* **Task directions**:
Select every row below that contains the string "building", and copy each such row in full. Matching is case-sensitive.

[BEGIN Given records]

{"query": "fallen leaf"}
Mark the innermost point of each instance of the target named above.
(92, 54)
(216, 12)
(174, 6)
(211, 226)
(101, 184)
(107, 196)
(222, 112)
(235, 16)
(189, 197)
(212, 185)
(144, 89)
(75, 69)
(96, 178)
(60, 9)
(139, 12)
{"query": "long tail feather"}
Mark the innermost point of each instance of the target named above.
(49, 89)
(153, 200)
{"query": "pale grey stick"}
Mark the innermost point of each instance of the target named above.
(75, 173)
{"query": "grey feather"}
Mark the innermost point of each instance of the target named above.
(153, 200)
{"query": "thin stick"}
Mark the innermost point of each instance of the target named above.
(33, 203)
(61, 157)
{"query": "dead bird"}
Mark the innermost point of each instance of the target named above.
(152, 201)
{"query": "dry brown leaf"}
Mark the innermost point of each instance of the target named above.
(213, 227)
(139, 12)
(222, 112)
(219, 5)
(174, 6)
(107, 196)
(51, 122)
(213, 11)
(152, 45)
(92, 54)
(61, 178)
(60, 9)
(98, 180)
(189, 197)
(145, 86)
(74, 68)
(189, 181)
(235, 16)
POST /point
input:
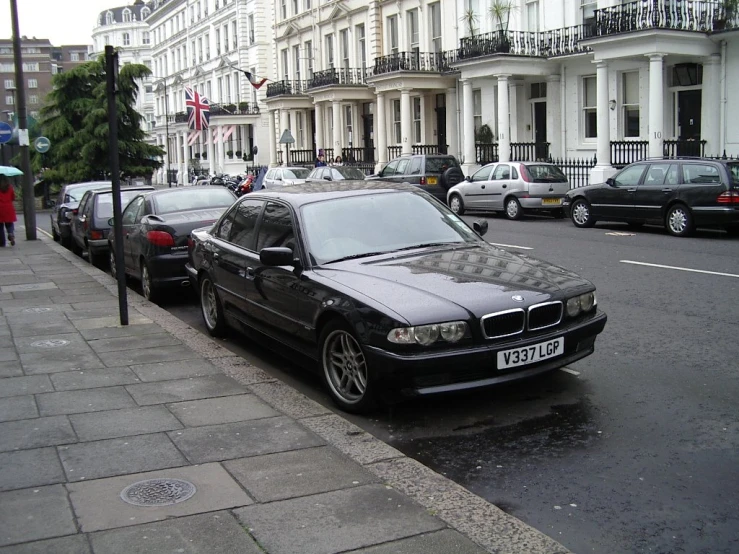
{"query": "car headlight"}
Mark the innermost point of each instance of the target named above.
(428, 334)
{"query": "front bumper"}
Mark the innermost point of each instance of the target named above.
(433, 372)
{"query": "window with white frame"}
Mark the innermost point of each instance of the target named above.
(589, 107)
(417, 120)
(630, 103)
(435, 19)
(392, 26)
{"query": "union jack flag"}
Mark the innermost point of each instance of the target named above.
(198, 110)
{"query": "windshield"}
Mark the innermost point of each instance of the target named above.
(195, 198)
(378, 224)
(546, 173)
(295, 173)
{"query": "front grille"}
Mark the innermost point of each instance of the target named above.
(503, 324)
(544, 315)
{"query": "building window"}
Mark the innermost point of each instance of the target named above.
(630, 103)
(589, 103)
(396, 121)
(435, 26)
(417, 120)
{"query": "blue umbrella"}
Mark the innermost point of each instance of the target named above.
(10, 171)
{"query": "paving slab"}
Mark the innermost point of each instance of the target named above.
(99, 506)
(242, 439)
(28, 384)
(34, 514)
(215, 533)
(17, 407)
(446, 541)
(297, 473)
(106, 458)
(30, 468)
(73, 544)
(147, 355)
(352, 518)
(35, 433)
(123, 423)
(165, 371)
(185, 389)
(86, 400)
(226, 409)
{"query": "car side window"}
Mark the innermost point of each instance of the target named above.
(502, 171)
(630, 176)
(701, 174)
(244, 227)
(276, 228)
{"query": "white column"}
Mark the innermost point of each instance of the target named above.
(554, 116)
(405, 121)
(656, 106)
(504, 120)
(272, 139)
(711, 102)
(452, 138)
(336, 115)
(380, 125)
(468, 125)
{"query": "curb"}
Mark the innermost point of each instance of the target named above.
(471, 515)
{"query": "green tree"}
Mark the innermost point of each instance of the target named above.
(75, 119)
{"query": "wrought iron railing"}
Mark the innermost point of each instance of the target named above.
(344, 76)
(289, 87)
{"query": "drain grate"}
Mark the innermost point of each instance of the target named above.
(158, 492)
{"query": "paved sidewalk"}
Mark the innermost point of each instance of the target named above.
(232, 459)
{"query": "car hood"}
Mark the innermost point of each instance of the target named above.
(445, 284)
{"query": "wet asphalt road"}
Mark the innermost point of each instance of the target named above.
(639, 451)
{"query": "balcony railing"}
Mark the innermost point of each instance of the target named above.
(292, 87)
(344, 76)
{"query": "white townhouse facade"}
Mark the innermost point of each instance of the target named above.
(203, 44)
(609, 80)
(125, 28)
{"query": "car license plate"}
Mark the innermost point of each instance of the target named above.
(551, 201)
(531, 354)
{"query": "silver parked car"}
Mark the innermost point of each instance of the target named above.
(511, 188)
(281, 176)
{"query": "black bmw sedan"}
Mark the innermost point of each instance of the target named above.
(156, 227)
(386, 288)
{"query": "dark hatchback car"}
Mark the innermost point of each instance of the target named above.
(89, 225)
(387, 289)
(680, 194)
(156, 228)
(434, 173)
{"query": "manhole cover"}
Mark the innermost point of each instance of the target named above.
(37, 310)
(158, 492)
(50, 343)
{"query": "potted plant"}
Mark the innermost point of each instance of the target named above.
(500, 13)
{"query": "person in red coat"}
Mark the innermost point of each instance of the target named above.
(7, 211)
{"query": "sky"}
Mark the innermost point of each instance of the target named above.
(61, 21)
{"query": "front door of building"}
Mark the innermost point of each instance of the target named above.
(689, 122)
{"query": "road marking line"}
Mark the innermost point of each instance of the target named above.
(510, 246)
(681, 268)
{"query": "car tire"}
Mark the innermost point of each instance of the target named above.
(513, 208)
(338, 346)
(581, 215)
(456, 204)
(211, 308)
(679, 221)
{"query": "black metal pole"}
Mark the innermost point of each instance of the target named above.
(111, 71)
(29, 205)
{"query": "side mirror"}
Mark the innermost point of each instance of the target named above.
(276, 256)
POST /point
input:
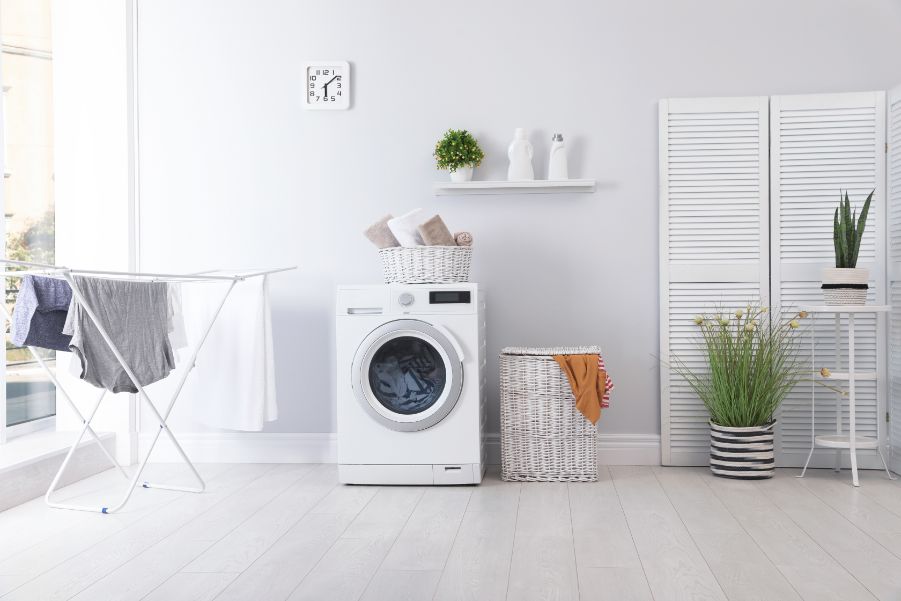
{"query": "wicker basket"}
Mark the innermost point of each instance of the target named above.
(544, 438)
(426, 264)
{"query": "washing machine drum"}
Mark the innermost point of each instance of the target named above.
(407, 375)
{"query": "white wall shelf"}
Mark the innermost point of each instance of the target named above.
(538, 186)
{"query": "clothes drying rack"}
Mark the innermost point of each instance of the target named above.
(68, 274)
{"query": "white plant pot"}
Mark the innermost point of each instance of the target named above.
(462, 174)
(845, 286)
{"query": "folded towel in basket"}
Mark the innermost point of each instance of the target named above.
(405, 228)
(588, 383)
(380, 235)
(463, 239)
(435, 233)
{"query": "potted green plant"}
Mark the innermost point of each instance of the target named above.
(458, 152)
(750, 363)
(846, 283)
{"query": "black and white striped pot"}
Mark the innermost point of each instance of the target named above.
(744, 453)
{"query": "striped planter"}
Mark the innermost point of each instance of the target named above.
(743, 453)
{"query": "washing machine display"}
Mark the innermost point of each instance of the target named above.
(407, 375)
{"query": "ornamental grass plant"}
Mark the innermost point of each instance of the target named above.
(750, 363)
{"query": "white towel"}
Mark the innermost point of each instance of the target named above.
(406, 228)
(233, 385)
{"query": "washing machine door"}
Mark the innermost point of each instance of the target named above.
(407, 375)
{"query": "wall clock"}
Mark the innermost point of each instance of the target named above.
(327, 85)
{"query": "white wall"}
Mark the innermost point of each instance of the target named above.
(92, 171)
(235, 173)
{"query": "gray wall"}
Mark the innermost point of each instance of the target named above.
(235, 173)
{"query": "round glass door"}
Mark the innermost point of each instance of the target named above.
(407, 375)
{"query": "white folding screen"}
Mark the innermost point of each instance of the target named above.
(714, 228)
(747, 191)
(821, 144)
(893, 199)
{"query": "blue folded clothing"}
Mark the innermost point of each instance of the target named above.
(40, 313)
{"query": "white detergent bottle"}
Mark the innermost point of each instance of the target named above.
(520, 154)
(557, 168)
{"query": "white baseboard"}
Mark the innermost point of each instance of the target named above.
(629, 449)
(260, 447)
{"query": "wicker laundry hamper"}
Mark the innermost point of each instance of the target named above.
(426, 264)
(544, 438)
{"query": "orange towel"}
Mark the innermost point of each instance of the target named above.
(587, 383)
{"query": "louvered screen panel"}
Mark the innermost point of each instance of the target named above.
(893, 200)
(713, 238)
(821, 144)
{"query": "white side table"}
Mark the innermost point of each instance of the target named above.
(840, 441)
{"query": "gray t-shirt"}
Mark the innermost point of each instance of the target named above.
(135, 315)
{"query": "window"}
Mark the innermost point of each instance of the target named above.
(28, 201)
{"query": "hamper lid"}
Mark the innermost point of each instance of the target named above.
(551, 350)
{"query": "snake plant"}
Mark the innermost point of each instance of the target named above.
(847, 231)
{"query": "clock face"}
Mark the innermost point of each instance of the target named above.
(327, 85)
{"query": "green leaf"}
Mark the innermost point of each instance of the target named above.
(861, 225)
(848, 229)
(836, 235)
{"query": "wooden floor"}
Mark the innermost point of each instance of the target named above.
(274, 532)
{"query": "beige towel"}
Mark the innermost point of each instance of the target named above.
(435, 233)
(379, 234)
(463, 239)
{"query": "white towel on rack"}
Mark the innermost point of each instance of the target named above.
(233, 385)
(406, 228)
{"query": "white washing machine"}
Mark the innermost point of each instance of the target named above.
(411, 384)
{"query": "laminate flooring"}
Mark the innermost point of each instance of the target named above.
(291, 532)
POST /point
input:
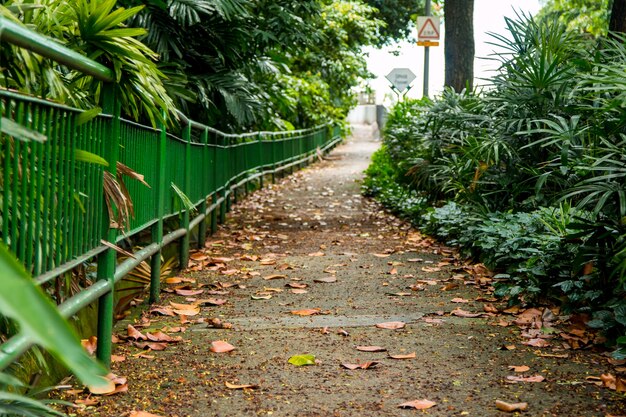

[END Given records]

* **Exercise output**:
{"query": "building window"}
{"query": "front door of building"}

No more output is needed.